Point localization data:
>>>
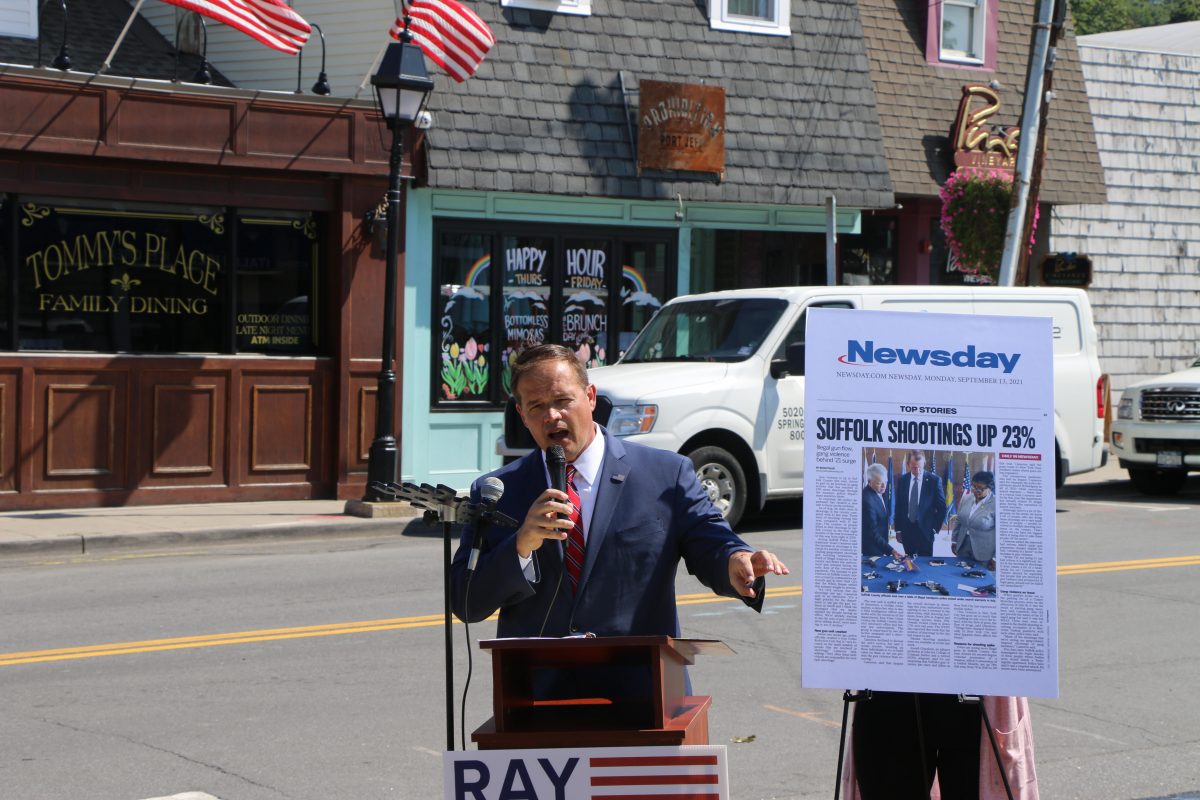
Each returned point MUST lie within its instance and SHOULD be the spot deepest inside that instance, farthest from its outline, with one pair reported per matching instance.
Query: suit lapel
(610, 485)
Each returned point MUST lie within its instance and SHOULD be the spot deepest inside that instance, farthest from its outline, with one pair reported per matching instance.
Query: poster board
(975, 394)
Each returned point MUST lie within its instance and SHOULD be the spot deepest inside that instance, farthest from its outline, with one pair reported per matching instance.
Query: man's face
(557, 408)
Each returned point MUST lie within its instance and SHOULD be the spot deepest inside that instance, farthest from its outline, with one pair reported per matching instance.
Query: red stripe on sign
(653, 780)
(655, 761)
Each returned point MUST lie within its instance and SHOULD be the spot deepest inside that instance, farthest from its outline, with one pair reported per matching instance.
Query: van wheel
(1158, 482)
(720, 475)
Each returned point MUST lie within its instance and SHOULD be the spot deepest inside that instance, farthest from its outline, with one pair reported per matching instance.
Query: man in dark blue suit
(921, 505)
(640, 511)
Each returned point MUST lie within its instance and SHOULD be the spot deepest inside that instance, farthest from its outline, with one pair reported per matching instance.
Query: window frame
(579, 7)
(617, 240)
(983, 36)
(313, 226)
(720, 18)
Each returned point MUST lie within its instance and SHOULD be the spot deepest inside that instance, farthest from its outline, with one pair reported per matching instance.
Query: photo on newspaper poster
(929, 521)
(948, 536)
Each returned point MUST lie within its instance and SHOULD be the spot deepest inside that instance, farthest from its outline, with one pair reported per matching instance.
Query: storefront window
(558, 283)
(463, 362)
(120, 277)
(586, 301)
(742, 259)
(869, 258)
(277, 292)
(121, 280)
(527, 280)
(6, 274)
(643, 288)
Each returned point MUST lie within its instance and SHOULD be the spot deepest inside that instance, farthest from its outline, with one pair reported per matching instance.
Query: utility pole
(1030, 152)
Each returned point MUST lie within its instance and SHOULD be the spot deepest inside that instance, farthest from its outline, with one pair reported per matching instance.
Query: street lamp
(401, 86)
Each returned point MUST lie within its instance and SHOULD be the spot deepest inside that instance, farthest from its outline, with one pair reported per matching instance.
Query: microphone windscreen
(492, 488)
(556, 464)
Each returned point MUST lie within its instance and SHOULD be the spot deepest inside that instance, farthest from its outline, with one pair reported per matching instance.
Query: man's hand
(745, 567)
(544, 523)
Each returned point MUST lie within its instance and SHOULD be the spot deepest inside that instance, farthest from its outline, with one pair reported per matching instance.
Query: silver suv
(1157, 432)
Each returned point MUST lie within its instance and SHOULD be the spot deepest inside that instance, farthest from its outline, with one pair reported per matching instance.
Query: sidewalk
(66, 531)
(89, 530)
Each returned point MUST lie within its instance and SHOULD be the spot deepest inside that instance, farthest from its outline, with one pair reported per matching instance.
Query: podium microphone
(492, 491)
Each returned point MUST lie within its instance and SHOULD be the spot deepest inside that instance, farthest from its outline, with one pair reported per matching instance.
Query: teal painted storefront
(454, 447)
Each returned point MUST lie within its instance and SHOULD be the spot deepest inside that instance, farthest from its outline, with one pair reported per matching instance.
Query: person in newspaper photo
(921, 505)
(875, 513)
(975, 527)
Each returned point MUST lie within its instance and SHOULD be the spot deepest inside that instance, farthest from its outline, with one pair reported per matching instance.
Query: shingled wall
(546, 112)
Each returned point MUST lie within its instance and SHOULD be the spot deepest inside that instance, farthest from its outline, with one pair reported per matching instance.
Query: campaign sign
(696, 771)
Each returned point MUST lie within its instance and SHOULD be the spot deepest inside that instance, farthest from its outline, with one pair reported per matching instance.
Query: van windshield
(707, 330)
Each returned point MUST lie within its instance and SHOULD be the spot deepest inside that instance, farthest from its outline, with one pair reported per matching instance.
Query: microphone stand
(443, 504)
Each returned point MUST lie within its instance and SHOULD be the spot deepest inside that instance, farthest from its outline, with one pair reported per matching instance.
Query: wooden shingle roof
(546, 113)
(917, 102)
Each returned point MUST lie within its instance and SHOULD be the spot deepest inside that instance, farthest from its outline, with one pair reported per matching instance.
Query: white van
(719, 378)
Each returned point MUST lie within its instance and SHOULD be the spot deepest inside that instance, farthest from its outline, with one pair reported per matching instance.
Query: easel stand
(867, 696)
(444, 505)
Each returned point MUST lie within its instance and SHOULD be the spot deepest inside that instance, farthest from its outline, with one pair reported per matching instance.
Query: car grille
(1170, 404)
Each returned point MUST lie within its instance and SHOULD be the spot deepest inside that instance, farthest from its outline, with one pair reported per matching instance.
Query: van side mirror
(791, 365)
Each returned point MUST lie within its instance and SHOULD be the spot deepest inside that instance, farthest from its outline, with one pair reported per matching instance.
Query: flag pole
(371, 70)
(401, 13)
(108, 61)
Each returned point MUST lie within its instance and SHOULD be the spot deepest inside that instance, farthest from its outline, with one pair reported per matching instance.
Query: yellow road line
(1119, 566)
(431, 620)
(805, 715)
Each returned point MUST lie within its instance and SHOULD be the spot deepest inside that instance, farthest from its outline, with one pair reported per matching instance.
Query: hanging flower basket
(975, 215)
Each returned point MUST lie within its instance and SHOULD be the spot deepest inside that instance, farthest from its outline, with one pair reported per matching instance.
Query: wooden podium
(609, 692)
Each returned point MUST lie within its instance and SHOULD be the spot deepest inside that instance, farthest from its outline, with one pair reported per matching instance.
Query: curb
(84, 543)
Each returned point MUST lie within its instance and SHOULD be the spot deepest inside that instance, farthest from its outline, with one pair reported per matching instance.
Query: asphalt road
(313, 669)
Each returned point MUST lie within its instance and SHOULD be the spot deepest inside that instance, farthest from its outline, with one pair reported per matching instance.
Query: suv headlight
(627, 420)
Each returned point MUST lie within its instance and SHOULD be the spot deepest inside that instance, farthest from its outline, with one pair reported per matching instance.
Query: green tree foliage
(1101, 16)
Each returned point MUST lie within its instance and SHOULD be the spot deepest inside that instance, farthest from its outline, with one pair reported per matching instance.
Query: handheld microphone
(556, 463)
(492, 491)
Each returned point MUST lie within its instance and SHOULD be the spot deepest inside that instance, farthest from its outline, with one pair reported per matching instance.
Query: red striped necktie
(574, 551)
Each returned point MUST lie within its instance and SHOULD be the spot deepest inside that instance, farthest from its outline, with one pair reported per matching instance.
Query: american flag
(637, 777)
(966, 477)
(892, 494)
(449, 32)
(949, 492)
(271, 22)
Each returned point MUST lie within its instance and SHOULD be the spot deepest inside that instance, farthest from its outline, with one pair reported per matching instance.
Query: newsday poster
(929, 504)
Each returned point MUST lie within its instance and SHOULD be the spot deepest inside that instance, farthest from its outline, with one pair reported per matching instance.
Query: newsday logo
(867, 353)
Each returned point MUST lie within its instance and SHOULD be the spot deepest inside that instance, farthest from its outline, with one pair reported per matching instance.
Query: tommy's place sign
(79, 260)
(681, 126)
(586, 774)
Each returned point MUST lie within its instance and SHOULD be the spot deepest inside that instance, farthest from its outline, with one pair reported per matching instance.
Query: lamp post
(401, 86)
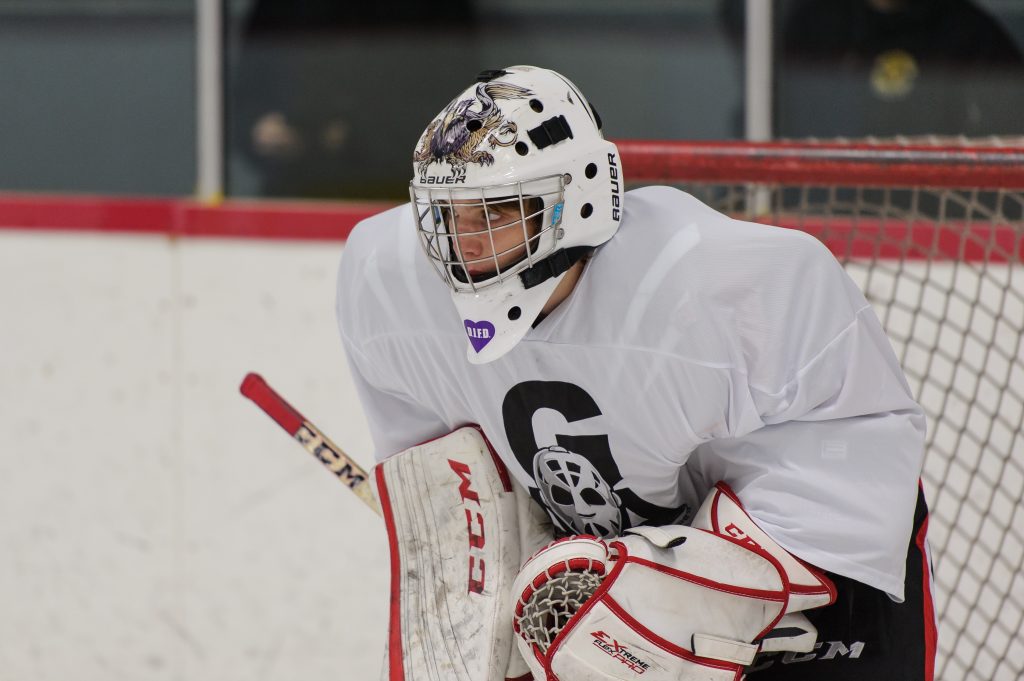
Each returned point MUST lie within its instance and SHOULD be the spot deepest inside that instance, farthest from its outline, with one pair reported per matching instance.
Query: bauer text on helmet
(513, 183)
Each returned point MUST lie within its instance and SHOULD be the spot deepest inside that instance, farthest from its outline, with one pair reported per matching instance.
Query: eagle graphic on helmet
(455, 135)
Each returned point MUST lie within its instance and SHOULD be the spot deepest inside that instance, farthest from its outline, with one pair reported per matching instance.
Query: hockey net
(934, 236)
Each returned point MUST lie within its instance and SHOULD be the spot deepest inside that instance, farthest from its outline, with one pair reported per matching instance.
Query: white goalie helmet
(513, 183)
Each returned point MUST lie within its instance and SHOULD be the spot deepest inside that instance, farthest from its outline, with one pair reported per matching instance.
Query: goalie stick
(309, 436)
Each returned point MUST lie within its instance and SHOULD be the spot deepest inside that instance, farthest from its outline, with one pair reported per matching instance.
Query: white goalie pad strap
(794, 633)
(707, 645)
(678, 604)
(454, 537)
(723, 514)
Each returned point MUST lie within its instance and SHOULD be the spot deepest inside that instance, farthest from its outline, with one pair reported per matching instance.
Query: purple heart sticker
(479, 333)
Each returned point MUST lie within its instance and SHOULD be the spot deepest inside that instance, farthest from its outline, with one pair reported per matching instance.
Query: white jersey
(694, 348)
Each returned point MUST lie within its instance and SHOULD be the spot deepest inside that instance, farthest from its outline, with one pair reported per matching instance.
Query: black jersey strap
(553, 265)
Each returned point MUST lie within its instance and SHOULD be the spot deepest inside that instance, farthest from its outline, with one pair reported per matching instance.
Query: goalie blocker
(715, 601)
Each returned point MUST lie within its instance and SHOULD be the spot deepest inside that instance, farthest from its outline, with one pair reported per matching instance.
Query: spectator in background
(852, 68)
(317, 84)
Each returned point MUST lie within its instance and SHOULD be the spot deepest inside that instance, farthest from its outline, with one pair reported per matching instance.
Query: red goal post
(934, 235)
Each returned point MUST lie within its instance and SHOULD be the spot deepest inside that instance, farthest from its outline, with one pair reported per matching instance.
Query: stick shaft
(309, 436)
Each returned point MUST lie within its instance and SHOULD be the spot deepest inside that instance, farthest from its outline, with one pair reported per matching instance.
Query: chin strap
(553, 265)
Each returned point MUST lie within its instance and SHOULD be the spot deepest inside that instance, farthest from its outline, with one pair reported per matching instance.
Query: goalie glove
(671, 603)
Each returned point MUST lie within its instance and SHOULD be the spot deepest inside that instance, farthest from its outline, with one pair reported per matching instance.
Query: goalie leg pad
(454, 537)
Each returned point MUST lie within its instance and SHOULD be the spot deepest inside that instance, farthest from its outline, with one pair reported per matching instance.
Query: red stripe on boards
(296, 220)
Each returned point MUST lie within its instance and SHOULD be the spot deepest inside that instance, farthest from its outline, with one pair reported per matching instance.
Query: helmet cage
(436, 213)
<<<
§ **Directions for this task**
Your task is to write out, exactly, the line that holds "Query: red stripe on boards" and every line after it until the records end.

§ **Output of the task**
Query: red stripe on boards
(296, 220)
Each returned point MUST lie within its instance and SHOULD be the spot deepest inside that instance, farthest from its outline, with one pair reported per matching instance.
Query: helmet cage
(436, 213)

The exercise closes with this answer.